* START EXTRACTED MATERIAL *

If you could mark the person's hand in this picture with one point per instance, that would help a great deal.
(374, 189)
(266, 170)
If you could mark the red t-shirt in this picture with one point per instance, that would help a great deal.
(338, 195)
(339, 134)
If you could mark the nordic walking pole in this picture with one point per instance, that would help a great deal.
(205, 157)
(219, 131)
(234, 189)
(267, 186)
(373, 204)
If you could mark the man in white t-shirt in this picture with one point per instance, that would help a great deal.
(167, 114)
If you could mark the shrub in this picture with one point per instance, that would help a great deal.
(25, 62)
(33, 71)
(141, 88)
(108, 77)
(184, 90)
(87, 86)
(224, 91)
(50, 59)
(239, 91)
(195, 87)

* END EXTRACTED MATERIAL *

*WRITTEN TASK*
Rewrite the rows from the line containing "If you could mark the red" through the end of the rows, using "bush" in place of "shrub" and leaving everything else unchanged.

*FINAL RESULT*
If you could mark the red t-shirt in this picture with one point per instance, that would help a great deal.
(338, 195)
(339, 134)
If you could mark the nordic walking pole in this picture with one point per instance, that would help a great deal.
(205, 157)
(219, 131)
(234, 189)
(267, 186)
(373, 204)
If you could mark the man in white t-shirt in this picture with one point per instance, that would help a great deal.
(167, 114)
If you could mark the bush in this picture with one point per instance, that would help a great deal.
(25, 62)
(33, 71)
(141, 88)
(108, 77)
(184, 90)
(87, 86)
(224, 91)
(50, 59)
(239, 91)
(195, 87)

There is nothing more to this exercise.